(Stored entries)
== == ==

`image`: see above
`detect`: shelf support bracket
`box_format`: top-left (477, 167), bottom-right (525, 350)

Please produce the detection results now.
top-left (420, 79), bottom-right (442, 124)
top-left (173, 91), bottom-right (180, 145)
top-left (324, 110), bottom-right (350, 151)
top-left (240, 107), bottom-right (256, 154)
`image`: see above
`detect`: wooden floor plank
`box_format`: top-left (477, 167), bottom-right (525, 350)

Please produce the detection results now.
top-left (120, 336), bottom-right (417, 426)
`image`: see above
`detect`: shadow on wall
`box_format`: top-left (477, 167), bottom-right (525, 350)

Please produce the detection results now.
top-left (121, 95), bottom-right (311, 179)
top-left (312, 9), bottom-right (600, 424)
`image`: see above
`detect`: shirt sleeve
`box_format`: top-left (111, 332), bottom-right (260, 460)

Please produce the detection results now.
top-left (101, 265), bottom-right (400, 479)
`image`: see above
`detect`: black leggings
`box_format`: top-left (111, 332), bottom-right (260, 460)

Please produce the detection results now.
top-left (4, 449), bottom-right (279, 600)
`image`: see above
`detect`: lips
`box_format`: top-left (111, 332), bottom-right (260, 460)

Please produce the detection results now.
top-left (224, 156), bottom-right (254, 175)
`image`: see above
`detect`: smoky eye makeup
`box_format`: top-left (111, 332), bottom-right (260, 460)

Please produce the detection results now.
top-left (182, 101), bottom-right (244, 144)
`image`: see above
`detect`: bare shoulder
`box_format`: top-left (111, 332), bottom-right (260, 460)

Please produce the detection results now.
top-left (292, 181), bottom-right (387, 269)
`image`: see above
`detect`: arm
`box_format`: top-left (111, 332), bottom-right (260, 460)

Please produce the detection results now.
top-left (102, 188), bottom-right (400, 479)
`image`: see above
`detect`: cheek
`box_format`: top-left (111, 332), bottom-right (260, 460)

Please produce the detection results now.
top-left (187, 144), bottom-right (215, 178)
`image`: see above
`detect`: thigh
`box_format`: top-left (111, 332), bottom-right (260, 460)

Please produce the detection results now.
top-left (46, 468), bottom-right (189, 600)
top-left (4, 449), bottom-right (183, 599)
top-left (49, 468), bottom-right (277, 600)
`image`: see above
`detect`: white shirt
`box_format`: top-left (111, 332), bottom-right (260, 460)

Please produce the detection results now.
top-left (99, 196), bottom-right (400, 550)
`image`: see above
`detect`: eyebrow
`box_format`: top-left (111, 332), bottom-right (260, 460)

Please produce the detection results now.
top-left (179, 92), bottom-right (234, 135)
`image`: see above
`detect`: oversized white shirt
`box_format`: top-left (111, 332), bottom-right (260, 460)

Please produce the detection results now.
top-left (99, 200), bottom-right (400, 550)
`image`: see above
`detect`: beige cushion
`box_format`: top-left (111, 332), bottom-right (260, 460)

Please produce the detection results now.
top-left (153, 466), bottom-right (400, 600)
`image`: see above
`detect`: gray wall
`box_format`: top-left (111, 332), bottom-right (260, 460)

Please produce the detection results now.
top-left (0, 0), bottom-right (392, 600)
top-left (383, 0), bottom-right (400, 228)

== == ==

Exercise description:
Rewrite every one of the rows above as a numbered list, omitting the blank lines.

Finished exercise:
1. `image`: see above
2. `detect`: shelf support bracket
3. `box_format`: top-left (477, 167), bottom-right (525, 350)
4. Please produce the detection results now.
5. top-left (420, 79), bottom-right (442, 124)
6. top-left (173, 91), bottom-right (180, 145)
7. top-left (324, 110), bottom-right (350, 151)
8. top-left (240, 107), bottom-right (256, 154)
9. `image`: see above
10. `detect`: wooden floor plank
11. `box_format`: top-left (477, 167), bottom-right (525, 350)
12. Please produce the detection results now.
13. top-left (120, 336), bottom-right (417, 426)
14. `image`: see above
15. `detect`: shadow on wall
16. `box_format`: top-left (477, 167), bottom-right (525, 350)
17. Please produce the detection results now.
18. top-left (121, 95), bottom-right (311, 179)
19. top-left (312, 9), bottom-right (600, 424)
20. `image`: see above
21. `detect`: shirt sleeve
22. `box_format`: top-left (111, 332), bottom-right (260, 460)
23. Please produce the detection results now.
24. top-left (101, 265), bottom-right (400, 479)
25. `image`: see above
26. `detect`: black leggings
27. `box_format`: top-left (111, 332), bottom-right (260, 460)
28. Please produce the detection results now.
29. top-left (4, 449), bottom-right (279, 600)
30. `image`: see above
31. `detect`: lips
32. `box_format`: top-left (111, 332), bottom-right (260, 460)
33. Please produce the detection results now.
34. top-left (224, 156), bottom-right (254, 175)
35. `image`: see above
36. `detect`: smoky eye makeup
37. `box_format`: top-left (111, 332), bottom-right (260, 460)
38. Please produce the detection results now.
39. top-left (182, 101), bottom-right (244, 144)
40. `image`: see above
41. `detect`: bare shoulder
42. `box_format`: top-left (111, 332), bottom-right (260, 460)
43. Please produce the detection results now.
44. top-left (292, 181), bottom-right (387, 269)
45. `image`: see above
46. `detect`: arm
47. `box_format`: top-left (111, 332), bottom-right (260, 460)
48. Please produce the detection results now.
49. top-left (102, 188), bottom-right (400, 479)
50. `image`: see above
51. `detect`: cheek
52. `box_format`: top-left (111, 332), bottom-right (260, 460)
53. Please produce the detection results now.
54. top-left (187, 144), bottom-right (215, 178)
55. `image`: see above
56. `detect`: thigh
57. `box_format`: top-left (111, 332), bottom-right (260, 460)
58. Please produce the detection results now.
59. top-left (46, 468), bottom-right (189, 600)
60. top-left (4, 449), bottom-right (183, 599)
61. top-left (49, 468), bottom-right (277, 600)
62. `image`: see above
63. `detect`: white shirt
64. `box_format`: top-left (111, 332), bottom-right (260, 460)
65. Please produce the detection results now.
66. top-left (99, 196), bottom-right (400, 550)
67. `image`: see above
68. `detect`: eyebrow
69. `box_format`: top-left (111, 332), bottom-right (260, 460)
70. Please produce the detection results now.
71. top-left (179, 92), bottom-right (234, 135)
72. `image`: see above
73. `detect`: oversized white shirt
74. `box_format`: top-left (111, 332), bottom-right (260, 460)
75. Please produce the detection results now.
76. top-left (99, 200), bottom-right (400, 550)
77. `image`: see above
78. `detect`: beige cushion
79. `box_format`: top-left (111, 332), bottom-right (260, 460)
80. Please produce the detection results now.
81. top-left (153, 466), bottom-right (400, 600)
82. `image`: see above
83. `detect`: gray wall
84. `box_format`: top-left (111, 332), bottom-right (260, 460)
85. Please produce the detection results now.
86. top-left (0, 0), bottom-right (392, 600)
87. top-left (383, 0), bottom-right (400, 228)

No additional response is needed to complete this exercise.